This room with its valuable Empire furniture was set up as a bedroom. It served as bedchamber of the last German Empress, Auguste Viktoria (1858-1921) on the occasion of frequent visits to her sister Caroline Mathilde (1860-1932).
The purpose of this floor after the edification has been discussed controversially. It was generally presumed that the second floor had been used as a granary. From the 19th century onwards, the children of the ducal family and their tutors lived in the dining rooms, living rooms and bedrooms on the second floor.
The actual hall was set up as a dining room in the 19th century. The table with its 16 legs has a total length of 25m and can host up to 70 persons. The displayed fantastic Goblin-weaving collection is one of the most important in Northern Europe. These picture tapestries with imaginary scenes of peasant life taken from the drafts of the Flemish painter David Teniers the Younger were crafted about 1740 in the Brussels workshop of van der Borght and van der Hecke.
What makes the tapestries outstanding is the fact that they endured the times as a whole, which cannot be taken for granted because the tapestries have been repeatedly rolled up and been transported from castle to castle being subject to extreme climatic conditions. From 1975 until 1985 they were restored.

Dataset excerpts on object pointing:

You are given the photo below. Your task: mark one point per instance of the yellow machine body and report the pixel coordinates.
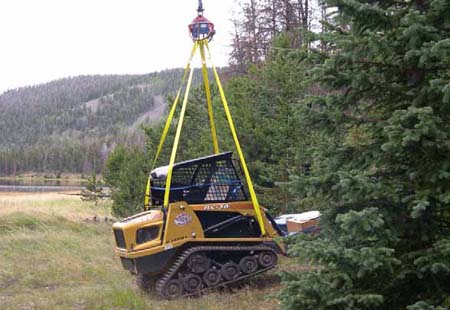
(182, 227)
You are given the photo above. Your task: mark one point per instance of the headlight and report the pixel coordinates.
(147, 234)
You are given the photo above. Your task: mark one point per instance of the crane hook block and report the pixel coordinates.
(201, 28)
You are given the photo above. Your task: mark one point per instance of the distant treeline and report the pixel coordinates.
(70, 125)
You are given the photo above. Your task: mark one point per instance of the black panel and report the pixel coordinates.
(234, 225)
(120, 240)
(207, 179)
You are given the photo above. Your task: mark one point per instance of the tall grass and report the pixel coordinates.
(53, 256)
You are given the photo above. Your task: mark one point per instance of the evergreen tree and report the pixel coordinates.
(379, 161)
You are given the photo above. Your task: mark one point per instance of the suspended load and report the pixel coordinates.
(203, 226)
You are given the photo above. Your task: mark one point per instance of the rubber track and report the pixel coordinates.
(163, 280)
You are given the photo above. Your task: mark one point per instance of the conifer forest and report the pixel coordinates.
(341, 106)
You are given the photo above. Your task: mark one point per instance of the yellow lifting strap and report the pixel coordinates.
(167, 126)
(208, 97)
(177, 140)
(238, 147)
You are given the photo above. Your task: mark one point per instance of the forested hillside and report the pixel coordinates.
--
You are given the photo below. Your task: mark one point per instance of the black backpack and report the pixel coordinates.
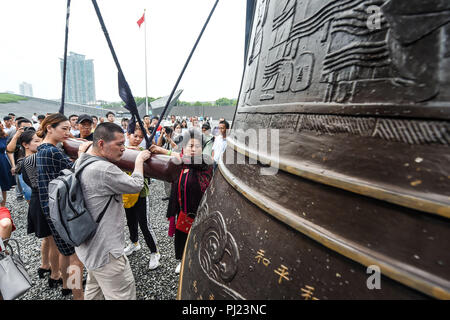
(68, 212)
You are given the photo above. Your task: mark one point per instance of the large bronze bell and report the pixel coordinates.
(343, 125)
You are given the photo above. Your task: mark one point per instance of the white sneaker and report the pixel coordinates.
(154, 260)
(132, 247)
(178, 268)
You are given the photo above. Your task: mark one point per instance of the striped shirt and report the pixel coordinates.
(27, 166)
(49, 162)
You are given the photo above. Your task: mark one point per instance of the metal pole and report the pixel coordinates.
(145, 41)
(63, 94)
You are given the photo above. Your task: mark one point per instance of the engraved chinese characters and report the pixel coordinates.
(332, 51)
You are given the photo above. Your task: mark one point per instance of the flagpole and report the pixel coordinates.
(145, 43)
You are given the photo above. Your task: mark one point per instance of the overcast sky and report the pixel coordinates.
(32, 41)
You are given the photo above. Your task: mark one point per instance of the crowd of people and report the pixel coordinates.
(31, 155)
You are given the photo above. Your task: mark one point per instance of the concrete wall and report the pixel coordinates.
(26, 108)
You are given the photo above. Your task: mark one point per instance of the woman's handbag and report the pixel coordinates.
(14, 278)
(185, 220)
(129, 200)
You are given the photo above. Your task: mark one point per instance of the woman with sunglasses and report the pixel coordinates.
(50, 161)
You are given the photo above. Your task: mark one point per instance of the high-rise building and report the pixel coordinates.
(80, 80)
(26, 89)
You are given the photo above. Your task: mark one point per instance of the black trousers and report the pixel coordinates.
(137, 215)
---
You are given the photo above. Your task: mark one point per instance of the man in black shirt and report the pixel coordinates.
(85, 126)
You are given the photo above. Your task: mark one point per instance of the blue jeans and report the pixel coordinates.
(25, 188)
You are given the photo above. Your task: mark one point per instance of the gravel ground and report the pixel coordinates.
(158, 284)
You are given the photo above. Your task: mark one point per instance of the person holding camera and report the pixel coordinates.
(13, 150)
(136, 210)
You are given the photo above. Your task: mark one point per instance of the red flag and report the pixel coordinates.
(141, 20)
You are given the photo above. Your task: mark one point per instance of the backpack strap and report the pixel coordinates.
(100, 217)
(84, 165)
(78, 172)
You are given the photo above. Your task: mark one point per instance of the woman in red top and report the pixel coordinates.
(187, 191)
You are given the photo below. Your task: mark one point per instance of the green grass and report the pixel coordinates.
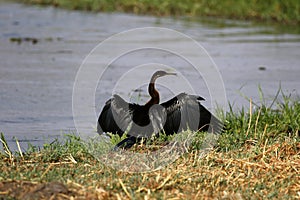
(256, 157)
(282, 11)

(What you need to do):
**1)** In the castle passage, how many persons can the 16-legged dining table seat?
**2)** Repeat word for word the part of the castle passage that starts at "The actual hall" and ends after "they were restored.".
**3)** Carry the castle passage forward from its last sentence.
The entries have nothing to do with the castle passage.

(Answers by task):
**1)** Up to 70 persons.

**2)**
The actual hall was set up as a dining room in the 19th century. The table with its 16 legs has a total length of 25m and can host up to 70 persons. The displayed fantastic Goblin-weaving collection is one of the most important in Northern Europe. These picture tapestries with imaginary scenes of peasant life taken from the drafts of the Flemish painter David Teniers the Younger were crafted about 1740 in the Brussels workshop of van der Borght and van der Hecke.
What makes the tapestries outstanding is the fact that they endured the times as a whole, which cannot be taken for granted because the tapestries have been repeatedly rolled up and been transported from castle to castle being subject to extreme climatic conditions. From 1975 until 1985 they were restored.

**3)**
Since 1768, the vaulted entrance hall has been called Green Vestibule because the doors were originally painted green. A number of portraits of the ducal family are an important part of the hall’s furnishing. The hall was used as firefighting centre from 1862 until 1863 when King Friedrich VII resided here. The fire buckets which today can be seen in the staircase originate from that time.
The 18th-century chests also originate from the time of Friedrich VII. At that time, the chests were used as wardrobes. It is the oldest type of furniture to store belongings. Also, small ship guns from the 18th century can be found in the hall, which were taken from a Danish frigate that stranded at the coast of the Holnis peninsula (today Glücksburg). The flooring is covered with Öland flagstones (550 million years old). Some of the flagstones contain visible fossils of extinct fish species, seashells, etc.
Leather wall coverings have been commonly used in palaces and manor houses since the 17th century and are extremely rare. They were typical wall coverings of the Baroque period and almost essential in every festive hall or state room.